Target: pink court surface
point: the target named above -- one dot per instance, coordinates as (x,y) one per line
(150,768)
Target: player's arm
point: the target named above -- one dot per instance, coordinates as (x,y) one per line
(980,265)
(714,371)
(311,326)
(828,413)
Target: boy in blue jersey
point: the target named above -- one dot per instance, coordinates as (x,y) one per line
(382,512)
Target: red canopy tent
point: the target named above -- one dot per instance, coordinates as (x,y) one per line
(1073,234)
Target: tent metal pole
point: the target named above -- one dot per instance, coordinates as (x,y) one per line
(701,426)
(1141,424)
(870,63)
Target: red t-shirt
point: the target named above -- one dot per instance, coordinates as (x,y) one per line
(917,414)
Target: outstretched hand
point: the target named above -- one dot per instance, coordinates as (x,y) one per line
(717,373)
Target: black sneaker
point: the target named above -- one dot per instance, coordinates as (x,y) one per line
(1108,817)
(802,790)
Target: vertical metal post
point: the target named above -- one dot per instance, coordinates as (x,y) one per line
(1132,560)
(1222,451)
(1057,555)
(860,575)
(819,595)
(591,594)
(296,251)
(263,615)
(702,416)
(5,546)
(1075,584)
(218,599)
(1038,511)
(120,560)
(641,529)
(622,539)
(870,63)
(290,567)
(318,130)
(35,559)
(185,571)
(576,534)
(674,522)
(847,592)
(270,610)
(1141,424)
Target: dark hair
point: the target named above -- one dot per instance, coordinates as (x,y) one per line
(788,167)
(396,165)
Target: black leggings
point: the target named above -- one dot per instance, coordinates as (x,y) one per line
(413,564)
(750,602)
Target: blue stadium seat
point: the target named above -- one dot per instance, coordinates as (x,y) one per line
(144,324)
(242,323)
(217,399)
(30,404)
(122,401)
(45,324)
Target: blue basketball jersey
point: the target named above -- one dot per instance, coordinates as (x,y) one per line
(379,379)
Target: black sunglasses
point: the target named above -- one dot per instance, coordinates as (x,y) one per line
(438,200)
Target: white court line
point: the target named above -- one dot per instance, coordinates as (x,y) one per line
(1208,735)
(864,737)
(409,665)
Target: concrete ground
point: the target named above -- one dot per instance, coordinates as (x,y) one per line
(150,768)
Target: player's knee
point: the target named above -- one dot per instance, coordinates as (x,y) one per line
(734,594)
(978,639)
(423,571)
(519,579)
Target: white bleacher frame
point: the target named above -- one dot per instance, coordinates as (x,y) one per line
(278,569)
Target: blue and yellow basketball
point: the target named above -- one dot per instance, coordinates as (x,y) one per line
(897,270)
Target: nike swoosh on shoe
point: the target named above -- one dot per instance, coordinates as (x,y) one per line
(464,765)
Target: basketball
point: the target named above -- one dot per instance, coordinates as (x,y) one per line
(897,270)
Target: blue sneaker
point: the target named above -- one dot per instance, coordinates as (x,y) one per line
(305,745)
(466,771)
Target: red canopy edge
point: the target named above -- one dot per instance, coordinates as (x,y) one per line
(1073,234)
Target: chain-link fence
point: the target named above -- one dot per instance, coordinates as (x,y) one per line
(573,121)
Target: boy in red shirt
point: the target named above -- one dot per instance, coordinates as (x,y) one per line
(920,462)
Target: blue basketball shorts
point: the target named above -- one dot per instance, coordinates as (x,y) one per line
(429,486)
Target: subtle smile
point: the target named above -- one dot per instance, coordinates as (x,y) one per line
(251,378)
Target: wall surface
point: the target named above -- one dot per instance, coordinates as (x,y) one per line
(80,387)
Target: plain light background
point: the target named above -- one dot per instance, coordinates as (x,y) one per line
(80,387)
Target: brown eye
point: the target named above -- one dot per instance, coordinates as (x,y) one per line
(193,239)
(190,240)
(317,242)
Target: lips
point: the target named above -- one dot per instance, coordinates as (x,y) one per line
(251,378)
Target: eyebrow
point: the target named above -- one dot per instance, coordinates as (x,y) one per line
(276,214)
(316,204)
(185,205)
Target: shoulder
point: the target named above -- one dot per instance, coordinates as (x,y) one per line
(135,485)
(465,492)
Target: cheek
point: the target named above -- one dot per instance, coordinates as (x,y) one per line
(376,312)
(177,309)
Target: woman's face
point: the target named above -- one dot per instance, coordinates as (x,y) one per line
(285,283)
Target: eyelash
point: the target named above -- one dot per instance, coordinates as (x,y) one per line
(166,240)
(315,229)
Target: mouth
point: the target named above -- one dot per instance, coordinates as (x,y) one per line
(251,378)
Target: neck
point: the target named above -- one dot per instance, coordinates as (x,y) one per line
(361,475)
--
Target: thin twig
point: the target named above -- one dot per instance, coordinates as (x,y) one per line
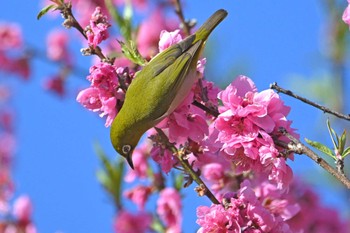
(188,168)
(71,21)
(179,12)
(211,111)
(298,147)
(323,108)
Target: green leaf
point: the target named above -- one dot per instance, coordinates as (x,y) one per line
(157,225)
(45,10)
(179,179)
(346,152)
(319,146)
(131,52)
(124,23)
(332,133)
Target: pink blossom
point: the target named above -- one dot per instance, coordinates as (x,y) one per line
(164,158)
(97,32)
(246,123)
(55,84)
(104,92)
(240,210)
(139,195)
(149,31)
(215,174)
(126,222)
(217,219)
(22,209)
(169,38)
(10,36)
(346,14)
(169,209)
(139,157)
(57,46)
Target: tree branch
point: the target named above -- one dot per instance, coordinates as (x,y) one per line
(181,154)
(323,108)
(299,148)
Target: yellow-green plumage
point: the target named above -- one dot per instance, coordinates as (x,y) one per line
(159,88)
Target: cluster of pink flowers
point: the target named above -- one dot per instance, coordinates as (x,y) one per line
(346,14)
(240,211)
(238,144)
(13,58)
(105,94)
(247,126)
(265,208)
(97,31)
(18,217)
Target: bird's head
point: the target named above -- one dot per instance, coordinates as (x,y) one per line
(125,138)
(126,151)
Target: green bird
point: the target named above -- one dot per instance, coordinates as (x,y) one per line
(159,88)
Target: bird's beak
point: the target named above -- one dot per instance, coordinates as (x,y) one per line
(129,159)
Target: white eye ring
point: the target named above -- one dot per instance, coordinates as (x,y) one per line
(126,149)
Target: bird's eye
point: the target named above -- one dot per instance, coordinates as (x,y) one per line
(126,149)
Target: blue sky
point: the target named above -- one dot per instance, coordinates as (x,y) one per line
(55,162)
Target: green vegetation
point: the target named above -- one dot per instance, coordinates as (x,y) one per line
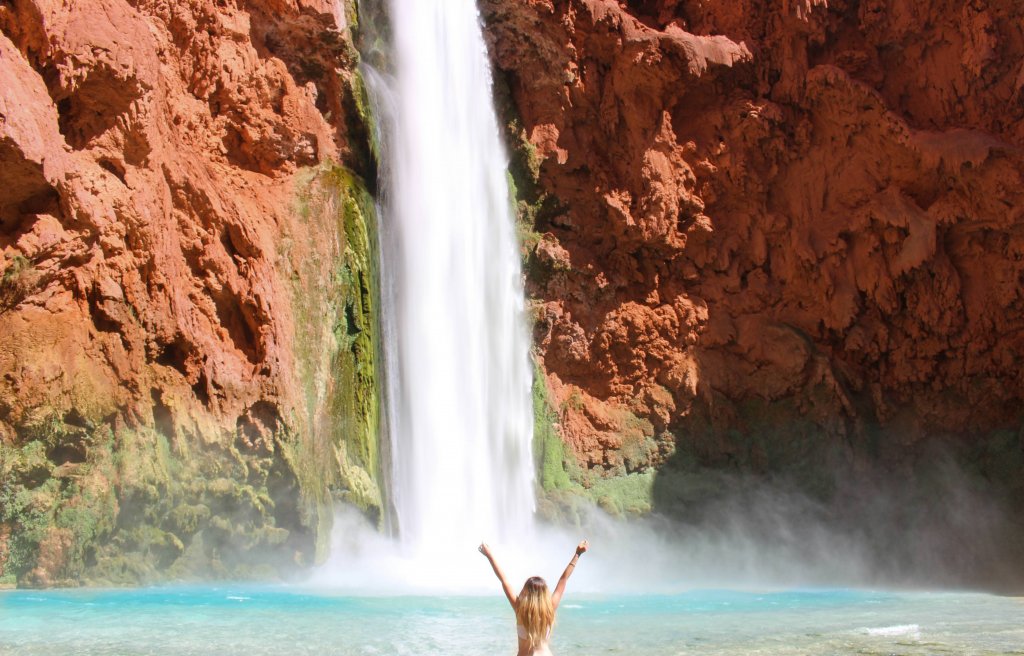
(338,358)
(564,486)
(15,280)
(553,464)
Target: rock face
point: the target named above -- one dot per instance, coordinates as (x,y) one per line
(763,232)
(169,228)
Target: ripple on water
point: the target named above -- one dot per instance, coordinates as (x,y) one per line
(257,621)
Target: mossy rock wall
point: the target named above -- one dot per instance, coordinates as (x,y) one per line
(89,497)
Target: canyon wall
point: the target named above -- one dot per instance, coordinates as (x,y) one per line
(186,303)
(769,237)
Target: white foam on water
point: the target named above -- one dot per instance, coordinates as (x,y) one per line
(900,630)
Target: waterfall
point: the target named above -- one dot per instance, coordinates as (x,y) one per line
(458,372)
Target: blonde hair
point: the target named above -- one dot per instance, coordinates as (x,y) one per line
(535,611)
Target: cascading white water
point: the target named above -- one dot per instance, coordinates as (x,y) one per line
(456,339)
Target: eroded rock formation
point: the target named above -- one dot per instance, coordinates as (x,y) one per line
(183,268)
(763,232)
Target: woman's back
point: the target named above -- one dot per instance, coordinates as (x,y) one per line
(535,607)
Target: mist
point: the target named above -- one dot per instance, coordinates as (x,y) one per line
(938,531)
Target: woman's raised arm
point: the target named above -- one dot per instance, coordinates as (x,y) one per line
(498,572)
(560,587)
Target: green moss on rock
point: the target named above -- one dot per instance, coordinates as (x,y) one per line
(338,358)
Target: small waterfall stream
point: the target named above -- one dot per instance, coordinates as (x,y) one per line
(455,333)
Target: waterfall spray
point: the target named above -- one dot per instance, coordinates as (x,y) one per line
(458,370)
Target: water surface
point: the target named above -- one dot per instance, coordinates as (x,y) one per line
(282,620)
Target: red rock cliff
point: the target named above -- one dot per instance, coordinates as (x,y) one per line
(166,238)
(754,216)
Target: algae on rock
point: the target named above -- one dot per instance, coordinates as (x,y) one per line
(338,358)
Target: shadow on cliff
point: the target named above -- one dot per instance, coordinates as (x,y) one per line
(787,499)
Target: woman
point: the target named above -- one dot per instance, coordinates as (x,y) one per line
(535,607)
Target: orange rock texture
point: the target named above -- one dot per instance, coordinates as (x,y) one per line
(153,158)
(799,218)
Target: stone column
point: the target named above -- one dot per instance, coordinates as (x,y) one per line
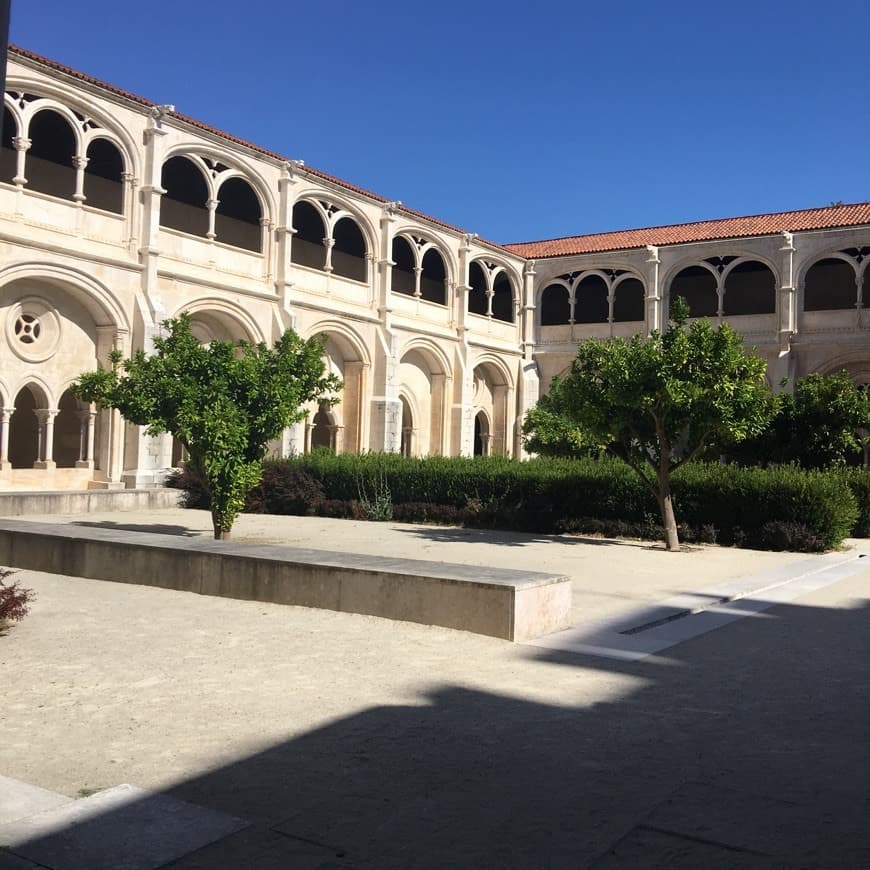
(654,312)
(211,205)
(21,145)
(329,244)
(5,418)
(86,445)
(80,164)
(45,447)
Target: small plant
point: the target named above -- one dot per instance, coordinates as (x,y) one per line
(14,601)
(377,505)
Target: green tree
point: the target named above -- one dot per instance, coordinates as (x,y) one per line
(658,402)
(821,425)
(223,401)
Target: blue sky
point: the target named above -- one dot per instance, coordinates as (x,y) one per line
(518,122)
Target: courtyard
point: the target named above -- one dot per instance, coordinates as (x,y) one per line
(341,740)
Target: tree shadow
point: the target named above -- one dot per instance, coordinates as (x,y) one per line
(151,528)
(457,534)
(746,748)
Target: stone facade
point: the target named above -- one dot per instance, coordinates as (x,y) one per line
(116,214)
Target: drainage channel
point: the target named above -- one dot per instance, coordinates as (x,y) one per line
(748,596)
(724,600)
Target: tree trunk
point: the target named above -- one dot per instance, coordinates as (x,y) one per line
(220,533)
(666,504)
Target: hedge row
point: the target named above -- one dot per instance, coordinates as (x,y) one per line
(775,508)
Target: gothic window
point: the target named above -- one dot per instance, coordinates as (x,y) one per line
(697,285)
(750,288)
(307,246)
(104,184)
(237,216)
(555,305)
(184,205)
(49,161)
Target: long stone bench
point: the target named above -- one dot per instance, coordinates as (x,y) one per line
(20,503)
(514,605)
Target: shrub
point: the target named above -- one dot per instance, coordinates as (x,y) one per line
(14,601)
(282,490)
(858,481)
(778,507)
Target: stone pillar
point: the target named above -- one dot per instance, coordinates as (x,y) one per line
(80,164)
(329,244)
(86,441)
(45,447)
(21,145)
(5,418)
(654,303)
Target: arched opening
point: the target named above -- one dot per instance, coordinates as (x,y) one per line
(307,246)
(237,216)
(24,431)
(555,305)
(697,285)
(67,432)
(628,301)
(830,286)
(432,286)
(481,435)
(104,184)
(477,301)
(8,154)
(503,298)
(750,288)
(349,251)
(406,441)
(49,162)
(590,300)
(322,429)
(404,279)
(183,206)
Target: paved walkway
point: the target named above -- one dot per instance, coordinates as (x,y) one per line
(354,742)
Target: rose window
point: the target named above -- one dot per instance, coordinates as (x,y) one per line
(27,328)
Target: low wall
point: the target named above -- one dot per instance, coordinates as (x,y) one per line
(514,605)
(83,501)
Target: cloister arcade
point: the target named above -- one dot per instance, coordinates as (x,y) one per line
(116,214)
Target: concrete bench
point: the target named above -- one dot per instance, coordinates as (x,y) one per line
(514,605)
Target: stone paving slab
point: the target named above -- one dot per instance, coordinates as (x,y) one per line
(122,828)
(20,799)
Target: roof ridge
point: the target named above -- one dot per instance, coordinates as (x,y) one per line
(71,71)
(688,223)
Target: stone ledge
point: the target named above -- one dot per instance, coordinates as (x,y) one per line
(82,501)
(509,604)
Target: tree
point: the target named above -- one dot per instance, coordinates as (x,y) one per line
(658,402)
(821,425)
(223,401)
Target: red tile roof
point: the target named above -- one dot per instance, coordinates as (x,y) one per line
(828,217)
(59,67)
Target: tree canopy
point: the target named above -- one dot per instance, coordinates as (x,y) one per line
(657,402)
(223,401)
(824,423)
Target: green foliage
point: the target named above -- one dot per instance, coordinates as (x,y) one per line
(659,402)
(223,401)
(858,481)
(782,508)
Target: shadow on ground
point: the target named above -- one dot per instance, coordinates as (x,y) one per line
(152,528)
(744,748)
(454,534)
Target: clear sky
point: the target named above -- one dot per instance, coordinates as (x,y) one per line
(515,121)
...
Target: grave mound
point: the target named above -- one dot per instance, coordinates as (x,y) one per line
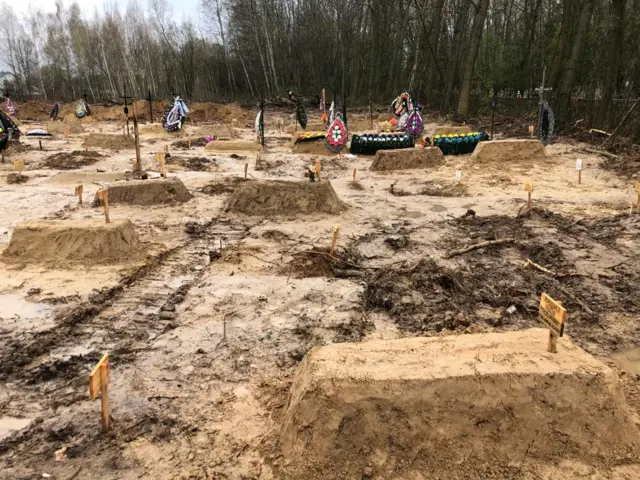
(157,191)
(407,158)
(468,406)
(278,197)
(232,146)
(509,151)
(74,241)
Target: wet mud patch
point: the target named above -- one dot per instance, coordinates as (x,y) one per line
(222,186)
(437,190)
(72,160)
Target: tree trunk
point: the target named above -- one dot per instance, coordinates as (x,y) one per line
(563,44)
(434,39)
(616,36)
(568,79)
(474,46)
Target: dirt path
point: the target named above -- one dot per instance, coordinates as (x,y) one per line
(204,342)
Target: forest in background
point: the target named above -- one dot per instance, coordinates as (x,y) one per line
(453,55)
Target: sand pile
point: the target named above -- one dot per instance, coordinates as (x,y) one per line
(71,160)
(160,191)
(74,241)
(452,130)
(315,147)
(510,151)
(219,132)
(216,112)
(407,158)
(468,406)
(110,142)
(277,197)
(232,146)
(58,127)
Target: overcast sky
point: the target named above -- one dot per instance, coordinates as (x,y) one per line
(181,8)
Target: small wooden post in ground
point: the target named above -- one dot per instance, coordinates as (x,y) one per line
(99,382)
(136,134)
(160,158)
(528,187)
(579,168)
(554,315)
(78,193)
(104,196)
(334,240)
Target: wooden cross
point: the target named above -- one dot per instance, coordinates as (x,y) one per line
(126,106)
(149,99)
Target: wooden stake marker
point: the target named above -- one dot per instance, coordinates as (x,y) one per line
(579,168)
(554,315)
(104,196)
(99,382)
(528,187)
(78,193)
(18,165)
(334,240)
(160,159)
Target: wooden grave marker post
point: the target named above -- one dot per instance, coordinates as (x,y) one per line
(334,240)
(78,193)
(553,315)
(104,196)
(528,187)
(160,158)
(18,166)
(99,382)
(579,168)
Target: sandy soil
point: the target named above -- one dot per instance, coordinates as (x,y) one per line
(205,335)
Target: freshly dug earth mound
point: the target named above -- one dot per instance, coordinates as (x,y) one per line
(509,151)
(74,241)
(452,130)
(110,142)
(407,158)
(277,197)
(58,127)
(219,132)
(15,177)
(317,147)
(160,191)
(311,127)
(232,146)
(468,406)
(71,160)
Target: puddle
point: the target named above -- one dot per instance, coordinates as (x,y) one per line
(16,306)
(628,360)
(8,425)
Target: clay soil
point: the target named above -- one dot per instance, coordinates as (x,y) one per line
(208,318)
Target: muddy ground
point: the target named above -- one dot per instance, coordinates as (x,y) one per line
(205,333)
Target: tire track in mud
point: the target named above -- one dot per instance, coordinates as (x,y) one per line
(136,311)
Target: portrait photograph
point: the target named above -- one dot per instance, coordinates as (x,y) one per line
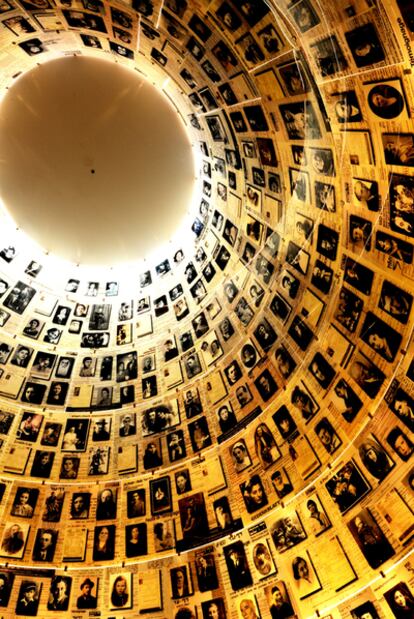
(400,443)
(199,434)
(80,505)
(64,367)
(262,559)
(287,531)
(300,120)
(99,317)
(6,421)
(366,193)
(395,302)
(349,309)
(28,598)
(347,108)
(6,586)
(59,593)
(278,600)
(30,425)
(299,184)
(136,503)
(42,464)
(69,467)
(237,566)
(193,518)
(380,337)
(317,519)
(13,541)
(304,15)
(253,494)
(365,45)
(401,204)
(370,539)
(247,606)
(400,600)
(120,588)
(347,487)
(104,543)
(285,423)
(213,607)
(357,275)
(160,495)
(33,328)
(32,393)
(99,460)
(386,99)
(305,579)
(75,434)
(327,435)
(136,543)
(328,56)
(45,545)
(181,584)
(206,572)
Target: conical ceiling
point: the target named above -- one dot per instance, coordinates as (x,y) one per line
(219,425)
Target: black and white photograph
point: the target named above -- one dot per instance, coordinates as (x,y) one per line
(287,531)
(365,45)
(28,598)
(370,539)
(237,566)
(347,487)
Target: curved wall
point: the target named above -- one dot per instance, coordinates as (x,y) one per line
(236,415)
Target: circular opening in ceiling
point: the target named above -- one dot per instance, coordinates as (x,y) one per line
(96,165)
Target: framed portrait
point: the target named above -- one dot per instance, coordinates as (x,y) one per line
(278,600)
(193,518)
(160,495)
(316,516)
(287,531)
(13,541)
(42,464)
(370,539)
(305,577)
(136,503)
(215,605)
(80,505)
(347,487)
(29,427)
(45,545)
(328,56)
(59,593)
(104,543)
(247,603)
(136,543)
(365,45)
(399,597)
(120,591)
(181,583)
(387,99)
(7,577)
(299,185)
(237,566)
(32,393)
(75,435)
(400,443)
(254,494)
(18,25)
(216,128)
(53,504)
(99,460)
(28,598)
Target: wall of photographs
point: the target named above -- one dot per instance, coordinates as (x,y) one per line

### Written exercise
From the records above, pull out each line containing the word "portrait" and list those lines.

### The answer
Target: portrait photograph
Target: framed portrait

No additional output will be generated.